• [INPUT RECORDS]
————
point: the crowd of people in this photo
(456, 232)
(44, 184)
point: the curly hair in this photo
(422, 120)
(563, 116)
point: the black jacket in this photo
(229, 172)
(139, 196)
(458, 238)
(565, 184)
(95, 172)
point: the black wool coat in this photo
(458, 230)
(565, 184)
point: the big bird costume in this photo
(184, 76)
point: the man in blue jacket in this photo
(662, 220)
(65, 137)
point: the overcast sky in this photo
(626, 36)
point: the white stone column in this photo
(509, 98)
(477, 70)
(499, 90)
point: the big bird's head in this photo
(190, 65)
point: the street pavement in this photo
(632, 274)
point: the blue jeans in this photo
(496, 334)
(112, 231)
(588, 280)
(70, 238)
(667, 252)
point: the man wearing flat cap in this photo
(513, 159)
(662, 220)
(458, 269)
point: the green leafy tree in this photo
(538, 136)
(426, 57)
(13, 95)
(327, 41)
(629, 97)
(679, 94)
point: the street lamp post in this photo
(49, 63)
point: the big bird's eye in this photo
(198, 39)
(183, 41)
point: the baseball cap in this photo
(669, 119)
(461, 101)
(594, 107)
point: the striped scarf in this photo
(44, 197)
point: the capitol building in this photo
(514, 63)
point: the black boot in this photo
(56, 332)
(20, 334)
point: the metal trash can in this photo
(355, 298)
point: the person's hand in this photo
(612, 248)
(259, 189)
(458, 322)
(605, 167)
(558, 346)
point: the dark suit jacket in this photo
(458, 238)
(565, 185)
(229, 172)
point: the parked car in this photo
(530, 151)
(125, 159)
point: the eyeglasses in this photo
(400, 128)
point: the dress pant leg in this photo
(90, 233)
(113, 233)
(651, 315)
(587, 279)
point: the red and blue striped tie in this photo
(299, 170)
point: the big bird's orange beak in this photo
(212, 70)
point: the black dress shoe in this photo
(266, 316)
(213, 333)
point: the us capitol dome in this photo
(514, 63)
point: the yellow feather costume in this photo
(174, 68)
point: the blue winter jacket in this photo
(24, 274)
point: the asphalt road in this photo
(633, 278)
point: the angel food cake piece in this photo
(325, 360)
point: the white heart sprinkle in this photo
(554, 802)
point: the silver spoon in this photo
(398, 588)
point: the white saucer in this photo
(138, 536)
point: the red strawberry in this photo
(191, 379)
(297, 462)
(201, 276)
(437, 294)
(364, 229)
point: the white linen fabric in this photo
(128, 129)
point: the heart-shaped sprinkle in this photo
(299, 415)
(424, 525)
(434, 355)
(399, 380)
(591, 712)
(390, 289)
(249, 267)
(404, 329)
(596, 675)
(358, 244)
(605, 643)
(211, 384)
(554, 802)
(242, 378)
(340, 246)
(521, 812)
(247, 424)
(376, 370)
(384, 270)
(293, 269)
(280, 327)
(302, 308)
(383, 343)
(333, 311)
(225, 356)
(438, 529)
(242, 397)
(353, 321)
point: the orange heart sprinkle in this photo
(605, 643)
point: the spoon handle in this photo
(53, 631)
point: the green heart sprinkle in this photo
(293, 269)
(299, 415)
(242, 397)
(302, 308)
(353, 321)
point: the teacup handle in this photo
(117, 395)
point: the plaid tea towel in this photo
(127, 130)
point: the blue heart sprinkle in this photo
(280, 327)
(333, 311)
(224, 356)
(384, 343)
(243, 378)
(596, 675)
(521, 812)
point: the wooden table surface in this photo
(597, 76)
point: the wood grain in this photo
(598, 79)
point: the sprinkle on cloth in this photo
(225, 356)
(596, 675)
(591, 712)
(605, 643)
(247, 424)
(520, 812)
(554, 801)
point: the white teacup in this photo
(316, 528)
————
• [WHAT YOU ARE ASKED TO DO] All of the records are to be reproduced exactly as they were given.

• [OUTPUT FOR THIS EXERCISE]
point: the crowd of people in this photo
(456, 232)
(44, 184)
point: the curly hair in this photo
(422, 120)
(563, 116)
point: the black jacket in this photo
(229, 172)
(139, 196)
(458, 238)
(565, 184)
(95, 172)
point: the black wool coat in this photo
(458, 230)
(565, 184)
point: the big bird costume in this photo
(184, 76)
point: the man in blue jacket in this photo
(662, 220)
(65, 137)
point: the overcast sky in this photo
(626, 36)
point: the white stone column in this photo
(509, 98)
(477, 70)
(499, 90)
point: the big bird's head in this photo
(190, 65)
point: the street pavement in this photo
(632, 274)
point: the blue jeans in this photo
(496, 334)
(112, 231)
(588, 280)
(70, 238)
(667, 252)
point: the man wearing flat cap in this photo
(513, 159)
(662, 220)
(458, 269)
point: the green leafy tree in this photo
(538, 136)
(426, 57)
(13, 95)
(327, 41)
(629, 97)
(679, 94)
point: the street lamp post in this photo
(49, 63)
point: the big bird's eye in this photo
(198, 39)
(183, 41)
point: the baseball cap in this photo
(669, 119)
(461, 101)
(594, 107)
point: the striped scarf in this photo
(44, 197)
point: the capitol building in this photo
(514, 63)
point: the black boot in this photo
(56, 332)
(20, 334)
point: the metal trash can in this photo
(355, 298)
point: the person's hand in this photo
(612, 248)
(259, 189)
(458, 322)
(605, 167)
(558, 346)
point: the dark suit jacket in this photo
(458, 238)
(565, 185)
(229, 172)
point: the parked car in this photo
(530, 151)
(125, 159)
point: the eyeglasses in this photo
(400, 128)
point: the dress pant leg in this photo
(90, 233)
(113, 233)
(651, 315)
(587, 279)
point: the red and blue striped tie in this photo
(299, 170)
point: the big bird's orange beak in this photo
(212, 70)
point: the black dress shoe in this photo
(266, 316)
(213, 333)
point: the us capitol dome in this photo
(514, 63)
point: the yellow feather costume in this photo
(174, 68)
point: the blue winter jacket in this photo
(24, 274)
point: the asphalt road in this photo
(633, 278)
point: the angel food cake piece in this photo
(325, 360)
point: the white heart sprinkle in this photo
(554, 802)
point: the silver spoon in this photo
(398, 588)
point: the white saucer in this photo
(138, 536)
point: the red strawberry in this photo
(191, 379)
(297, 462)
(201, 276)
(437, 294)
(364, 229)
point: the white linen fabric in this photo
(128, 129)
point: the heart-shaped sprinkle in this photo
(299, 415)
(424, 525)
(434, 355)
(399, 380)
(591, 712)
(390, 289)
(249, 267)
(404, 329)
(596, 675)
(358, 244)
(605, 643)
(211, 384)
(554, 802)
(242, 378)
(340, 246)
(521, 812)
(247, 424)
(376, 370)
(384, 270)
(293, 269)
(280, 327)
(302, 308)
(383, 343)
(333, 311)
(225, 356)
(438, 529)
(242, 397)
(353, 321)
point: the orange heart sprinkle in this photo
(605, 643)
point: the spoon handle in this photo
(53, 631)
point: the green heart sprinkle in this photo
(293, 269)
(299, 415)
(242, 397)
(302, 308)
(353, 321)
point: the teacup handle in this photo
(117, 395)
point: the plaid tea towel in this photo
(127, 130)
point: the blue heart sprinkle in this photo
(280, 327)
(333, 311)
(224, 356)
(384, 343)
(243, 378)
(596, 675)
(521, 812)
point: the wooden table surface in this photo
(597, 76)
point: the wood grain in this photo
(598, 79)
point: the sprinkle on cloth in this photo
(225, 356)
(596, 675)
(591, 712)
(605, 643)
(247, 424)
(520, 812)
(554, 801)
point: the white teacup in this photo
(316, 528)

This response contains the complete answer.